Repeat only the lines from the one holding "Exercise. Mark the blue" down to the last line of the listing below, including both of those lines.

___ DATA FOR THIS TASK

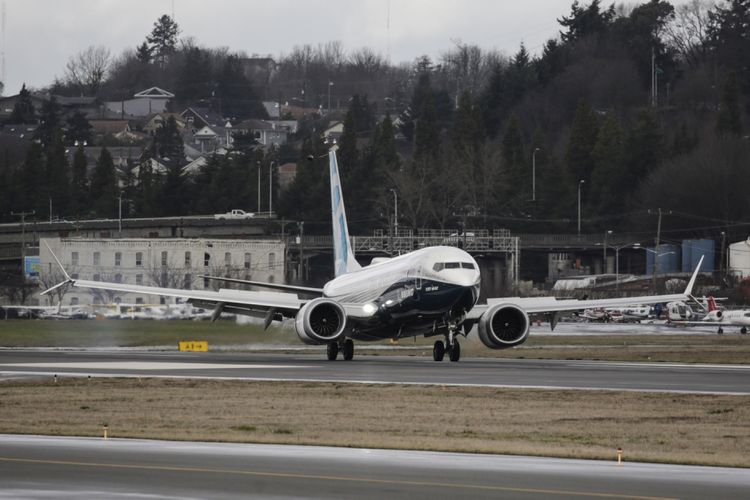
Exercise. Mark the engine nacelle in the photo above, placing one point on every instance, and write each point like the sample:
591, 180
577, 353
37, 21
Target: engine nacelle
320, 321
503, 326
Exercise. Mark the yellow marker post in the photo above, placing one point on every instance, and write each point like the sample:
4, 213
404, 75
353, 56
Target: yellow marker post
193, 346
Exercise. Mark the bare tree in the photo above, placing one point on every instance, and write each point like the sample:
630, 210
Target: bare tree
687, 33
88, 68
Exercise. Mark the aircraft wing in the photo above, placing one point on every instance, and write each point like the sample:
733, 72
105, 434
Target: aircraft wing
259, 304
551, 305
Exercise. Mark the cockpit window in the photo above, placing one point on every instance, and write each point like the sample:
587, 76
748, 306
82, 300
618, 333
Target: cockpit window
439, 266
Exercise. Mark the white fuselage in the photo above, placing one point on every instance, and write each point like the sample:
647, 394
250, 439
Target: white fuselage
428, 286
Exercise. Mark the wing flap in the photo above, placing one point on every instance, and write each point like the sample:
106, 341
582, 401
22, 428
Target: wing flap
231, 298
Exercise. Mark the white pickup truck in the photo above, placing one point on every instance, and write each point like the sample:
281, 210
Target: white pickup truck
235, 214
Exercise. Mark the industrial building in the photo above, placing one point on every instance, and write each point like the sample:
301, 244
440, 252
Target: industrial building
165, 262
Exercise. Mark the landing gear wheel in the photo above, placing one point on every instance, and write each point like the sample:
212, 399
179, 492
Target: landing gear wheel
455, 351
438, 350
348, 348
332, 351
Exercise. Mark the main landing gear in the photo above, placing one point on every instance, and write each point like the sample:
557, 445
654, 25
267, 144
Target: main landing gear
453, 349
346, 347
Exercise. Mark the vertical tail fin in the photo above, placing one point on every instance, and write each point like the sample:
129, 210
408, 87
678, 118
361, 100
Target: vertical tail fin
344, 261
712, 304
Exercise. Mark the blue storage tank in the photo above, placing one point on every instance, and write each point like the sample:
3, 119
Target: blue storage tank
669, 259
692, 250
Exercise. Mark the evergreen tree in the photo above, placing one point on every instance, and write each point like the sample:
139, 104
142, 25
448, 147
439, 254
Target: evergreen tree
27, 180
644, 147
163, 39
468, 133
583, 135
426, 134
585, 21
513, 155
148, 188
23, 110
143, 53
49, 121
104, 187
57, 177
729, 118
79, 129
729, 38
167, 142
195, 76
236, 92
608, 178
79, 185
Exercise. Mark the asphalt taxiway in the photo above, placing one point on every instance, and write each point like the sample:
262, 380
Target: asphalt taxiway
35, 467
515, 373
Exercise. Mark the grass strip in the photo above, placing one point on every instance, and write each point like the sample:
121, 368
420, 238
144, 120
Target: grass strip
653, 427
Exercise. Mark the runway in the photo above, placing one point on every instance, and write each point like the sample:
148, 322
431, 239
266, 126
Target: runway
35, 467
515, 373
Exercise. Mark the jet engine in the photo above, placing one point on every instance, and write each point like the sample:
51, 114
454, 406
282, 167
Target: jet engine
503, 326
320, 321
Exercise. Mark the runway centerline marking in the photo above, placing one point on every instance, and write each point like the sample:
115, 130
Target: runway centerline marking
149, 365
291, 475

______

### EXERCISE RESULT:
Exercise. Mark the blue storage tank in the photo above, placing one point on every instance, and write each point like the sample:
3, 119
Target: blue storage tank
669, 259
692, 250
Exercise. Mark the evergreen tree in the photo above, placing one point on every instance, and write each point like the sample:
139, 104
142, 25
448, 147
439, 254
Target: evergreen tree
27, 180
644, 147
163, 39
468, 133
583, 135
426, 134
585, 21
513, 155
148, 188
23, 110
143, 53
49, 121
104, 187
57, 177
729, 118
79, 129
729, 38
167, 142
195, 76
236, 92
608, 178
79, 185
Exercise. Mark the asphalt taxiway in the photo above, placing one point on every instance, and write each point like the sample:
262, 380
Target: asphalt taxiway
35, 467
515, 373
Exercise. Mark the grass strip in the photo above, placing one point on every instance, and write each point like the sample:
121, 368
420, 238
144, 120
Target: grass strip
653, 427
Exercise. Mark the runway in the photo above, placing one point on every instance, and write each point like the sample:
148, 322
431, 239
266, 126
Target: runway
35, 467
515, 373
Exercise. Mark the jet engine in the photo above, placing one point on every instance, and write each point like the sample:
51, 114
454, 406
282, 167
Target: jet engine
503, 326
320, 321
Exercise. Mark the runway centerline marking in the photo above, placing one point on every instance, and write each point like the sample:
115, 130
Target: runway centerline marking
149, 365
291, 475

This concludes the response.